Object position labeling records:
+ + +

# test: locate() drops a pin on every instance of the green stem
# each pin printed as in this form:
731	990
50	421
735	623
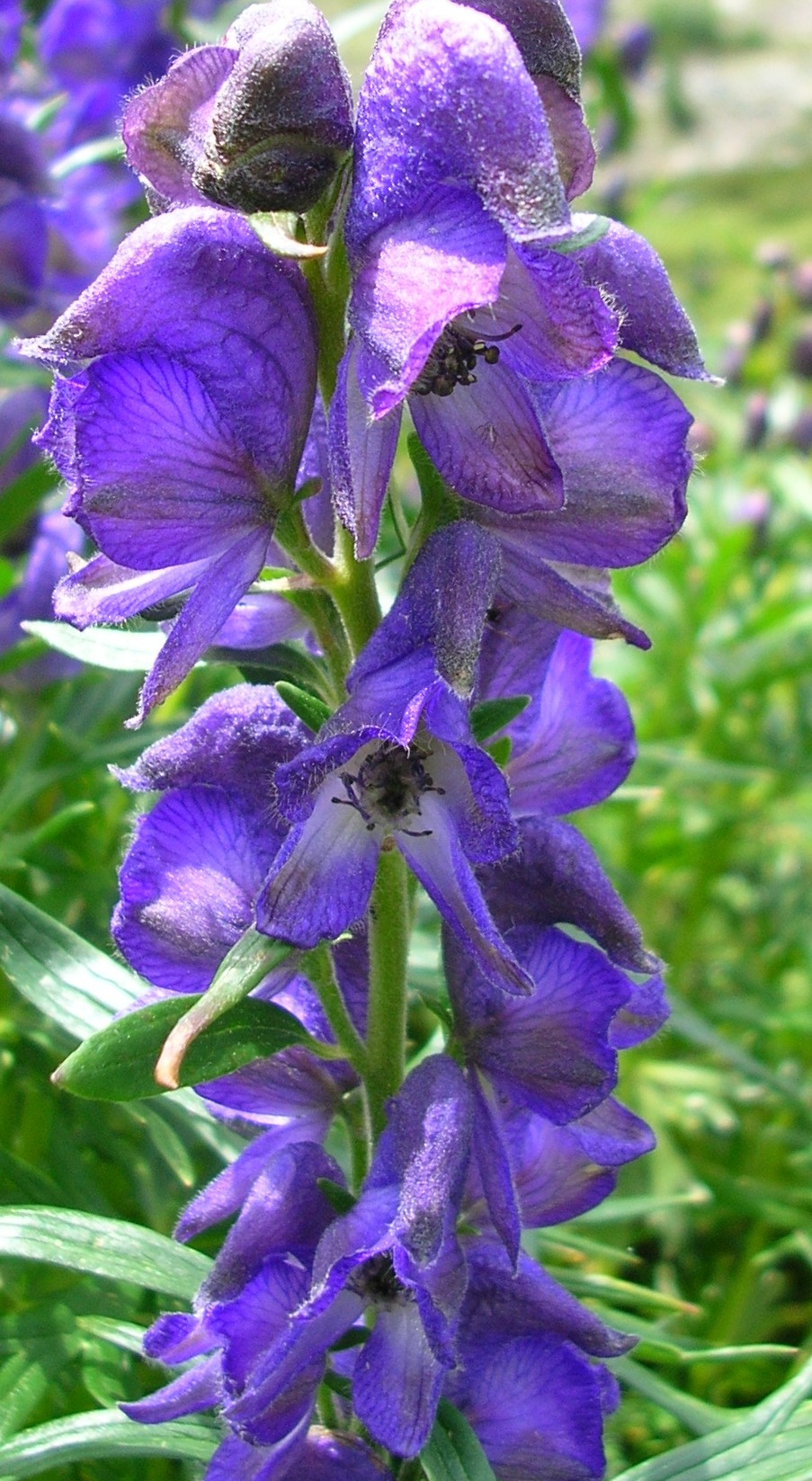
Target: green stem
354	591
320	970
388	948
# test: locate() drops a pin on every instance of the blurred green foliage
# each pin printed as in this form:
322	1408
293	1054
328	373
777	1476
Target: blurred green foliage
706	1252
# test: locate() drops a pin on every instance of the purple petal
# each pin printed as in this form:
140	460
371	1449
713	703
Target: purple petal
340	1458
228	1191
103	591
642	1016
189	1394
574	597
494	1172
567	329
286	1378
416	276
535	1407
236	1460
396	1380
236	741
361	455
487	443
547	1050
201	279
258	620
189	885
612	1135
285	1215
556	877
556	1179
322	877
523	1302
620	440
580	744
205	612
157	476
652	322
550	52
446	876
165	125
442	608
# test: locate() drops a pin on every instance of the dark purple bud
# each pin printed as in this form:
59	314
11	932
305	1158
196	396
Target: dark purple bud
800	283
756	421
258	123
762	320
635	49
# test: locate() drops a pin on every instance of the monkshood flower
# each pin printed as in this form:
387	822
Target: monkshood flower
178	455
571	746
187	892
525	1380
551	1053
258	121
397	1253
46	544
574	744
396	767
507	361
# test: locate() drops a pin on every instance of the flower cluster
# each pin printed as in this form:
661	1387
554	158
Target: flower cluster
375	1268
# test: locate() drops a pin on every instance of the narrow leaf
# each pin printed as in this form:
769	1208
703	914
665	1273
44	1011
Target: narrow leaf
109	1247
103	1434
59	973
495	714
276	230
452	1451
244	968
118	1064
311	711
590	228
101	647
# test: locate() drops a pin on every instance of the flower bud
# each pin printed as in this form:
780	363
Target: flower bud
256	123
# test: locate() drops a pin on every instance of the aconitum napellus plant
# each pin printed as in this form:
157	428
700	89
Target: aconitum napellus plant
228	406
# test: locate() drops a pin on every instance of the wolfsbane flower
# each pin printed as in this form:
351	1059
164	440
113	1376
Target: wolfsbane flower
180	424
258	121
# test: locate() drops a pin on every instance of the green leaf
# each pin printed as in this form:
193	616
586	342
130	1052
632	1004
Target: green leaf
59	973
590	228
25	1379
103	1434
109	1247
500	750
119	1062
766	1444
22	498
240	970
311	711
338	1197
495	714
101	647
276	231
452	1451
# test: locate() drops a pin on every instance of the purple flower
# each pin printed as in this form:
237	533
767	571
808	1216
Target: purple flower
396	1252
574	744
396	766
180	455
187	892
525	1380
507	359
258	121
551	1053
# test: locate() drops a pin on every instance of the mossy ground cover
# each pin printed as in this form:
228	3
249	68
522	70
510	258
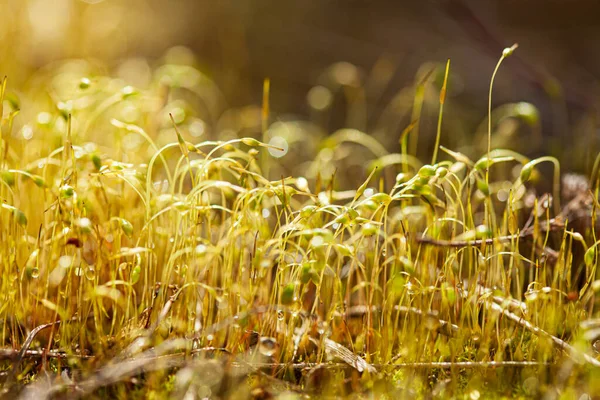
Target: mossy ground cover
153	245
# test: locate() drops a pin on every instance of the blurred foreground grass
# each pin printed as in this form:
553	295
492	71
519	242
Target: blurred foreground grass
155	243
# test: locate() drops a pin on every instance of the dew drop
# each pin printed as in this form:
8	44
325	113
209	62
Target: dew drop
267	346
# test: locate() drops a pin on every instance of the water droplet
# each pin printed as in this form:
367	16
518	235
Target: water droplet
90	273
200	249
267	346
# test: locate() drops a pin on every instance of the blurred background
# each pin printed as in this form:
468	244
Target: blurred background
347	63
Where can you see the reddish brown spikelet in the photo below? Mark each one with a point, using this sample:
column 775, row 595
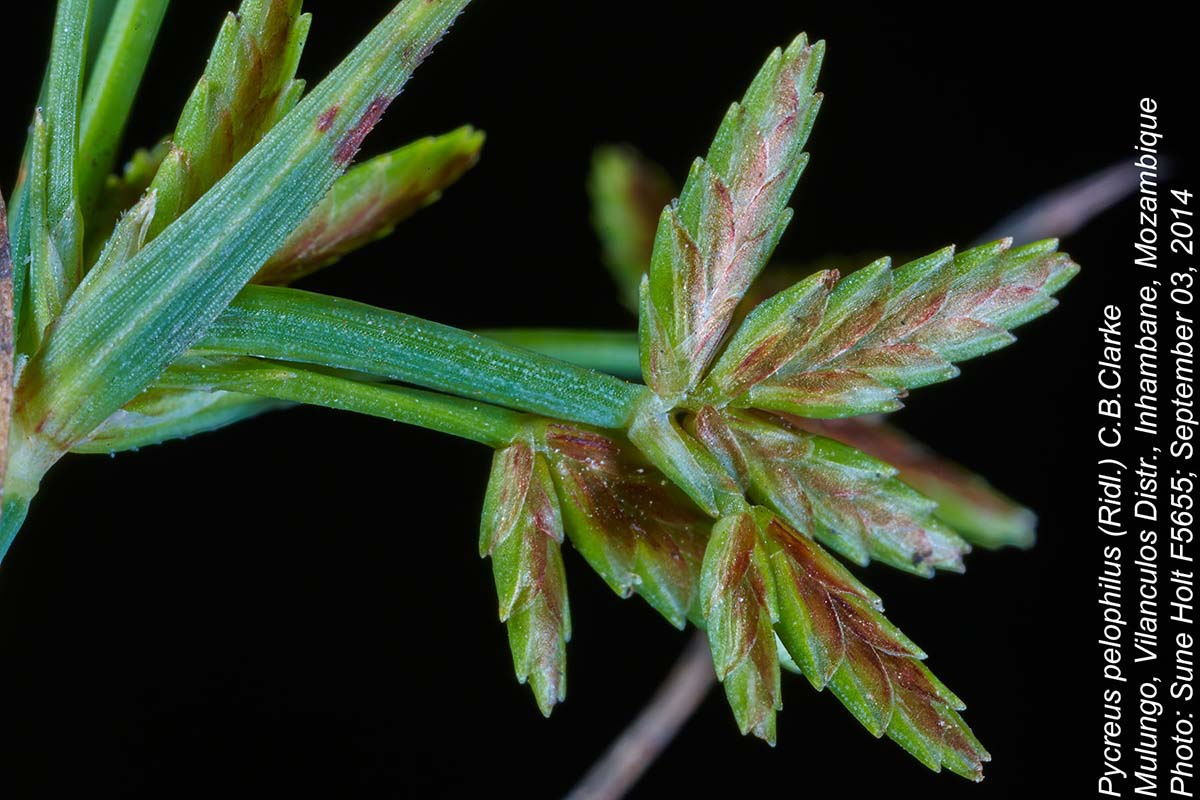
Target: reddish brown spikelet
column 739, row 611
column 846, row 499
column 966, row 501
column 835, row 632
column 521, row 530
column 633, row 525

+ + +

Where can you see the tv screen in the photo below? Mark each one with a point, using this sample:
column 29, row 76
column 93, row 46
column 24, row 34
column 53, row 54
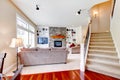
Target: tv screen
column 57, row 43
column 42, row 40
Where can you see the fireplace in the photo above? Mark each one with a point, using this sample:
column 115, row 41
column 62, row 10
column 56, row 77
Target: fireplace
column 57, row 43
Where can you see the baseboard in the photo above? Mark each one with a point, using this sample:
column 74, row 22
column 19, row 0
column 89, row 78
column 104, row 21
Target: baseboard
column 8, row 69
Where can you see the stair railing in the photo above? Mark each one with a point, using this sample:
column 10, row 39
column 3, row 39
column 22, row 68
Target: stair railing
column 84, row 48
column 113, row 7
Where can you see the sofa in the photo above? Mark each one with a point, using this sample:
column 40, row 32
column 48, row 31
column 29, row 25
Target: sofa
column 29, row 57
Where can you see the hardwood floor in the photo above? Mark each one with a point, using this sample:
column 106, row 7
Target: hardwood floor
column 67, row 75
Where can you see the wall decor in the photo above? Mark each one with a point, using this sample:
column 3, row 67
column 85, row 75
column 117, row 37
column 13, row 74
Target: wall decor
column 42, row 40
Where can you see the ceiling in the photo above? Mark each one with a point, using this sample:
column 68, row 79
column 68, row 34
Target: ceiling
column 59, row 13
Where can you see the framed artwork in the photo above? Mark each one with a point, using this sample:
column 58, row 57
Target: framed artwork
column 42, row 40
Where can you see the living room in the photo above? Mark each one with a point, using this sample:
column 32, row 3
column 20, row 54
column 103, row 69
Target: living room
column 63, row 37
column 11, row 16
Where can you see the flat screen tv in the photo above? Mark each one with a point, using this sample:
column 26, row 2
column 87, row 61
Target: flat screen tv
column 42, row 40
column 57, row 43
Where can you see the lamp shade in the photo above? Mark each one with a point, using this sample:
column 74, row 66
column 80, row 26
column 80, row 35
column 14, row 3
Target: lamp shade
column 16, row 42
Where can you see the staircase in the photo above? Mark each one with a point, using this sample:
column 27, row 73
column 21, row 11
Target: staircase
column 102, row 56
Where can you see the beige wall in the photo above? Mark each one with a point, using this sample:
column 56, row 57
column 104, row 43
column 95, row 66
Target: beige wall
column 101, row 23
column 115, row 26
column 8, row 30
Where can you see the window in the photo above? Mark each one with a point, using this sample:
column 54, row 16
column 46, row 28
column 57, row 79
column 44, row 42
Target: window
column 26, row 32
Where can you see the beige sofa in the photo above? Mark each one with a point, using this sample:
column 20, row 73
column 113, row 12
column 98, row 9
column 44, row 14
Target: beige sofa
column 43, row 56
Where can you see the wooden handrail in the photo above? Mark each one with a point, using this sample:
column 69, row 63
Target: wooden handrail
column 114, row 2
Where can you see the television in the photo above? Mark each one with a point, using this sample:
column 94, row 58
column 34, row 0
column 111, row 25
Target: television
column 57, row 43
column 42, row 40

+ + +

Given exercise: Reproduce only the lines between the line holding "Where can you see the wall" and the line holding "column 114, row 2", inclusive, swapping each occurrence of "beige" for "tan". Leave everything else in those lines unchanged.

Complete answer:
Where can you see the wall decor in the photo above? Mark each one with a point, using this sample:
column 3, row 67
column 85, row 75
column 117, row 37
column 13, row 74
Target: wall decor
column 42, row 40
Where can you see the ceiling in the photo above? Mark each one with a point, using this sample:
column 68, row 79
column 68, row 34
Target: ceiling
column 59, row 13
Where can you see the framed artwork in the photo above? Mark each one with a point, using this sample:
column 58, row 57
Target: framed artwork
column 42, row 40
Where can you see the living room in the photo above? Mark each one with a point, using this sample:
column 32, row 3
column 20, row 54
column 103, row 69
Target: living room
column 63, row 37
column 11, row 16
Where can you see the flat screen tv in the photo above? Mark each one with a point, using this sample:
column 26, row 2
column 87, row 61
Target: flat screen tv
column 42, row 40
column 57, row 43
Where can you see the lamp shade in the photo above? Mark each one with a point, using this sample:
column 74, row 66
column 80, row 26
column 80, row 35
column 14, row 3
Target: lamp shade
column 16, row 42
Where can you see the staircase in the photo above? Mark each one with a point, using this sample:
column 27, row 73
column 21, row 11
Target: staircase
column 102, row 56
Where can you see the tan wall in the photo above? Mark each one with a point, using this sample:
column 56, row 57
column 104, row 43
column 95, row 66
Target: tan wall
column 101, row 23
column 115, row 26
column 8, row 30
Where can you see the window in the photo above? Mark each one with a point, using this sample:
column 54, row 16
column 46, row 28
column 57, row 79
column 44, row 42
Target: window
column 26, row 32
Where can you see the tan sofa in the photo above? Mark each one with a point, using this sample:
column 20, row 73
column 113, row 12
column 98, row 9
column 44, row 14
Target: tan sofa
column 43, row 56
Where can you see the wooden handrail in the photo above? Mark each one with a point, using this sample:
column 69, row 63
Target: wooden handrail
column 114, row 2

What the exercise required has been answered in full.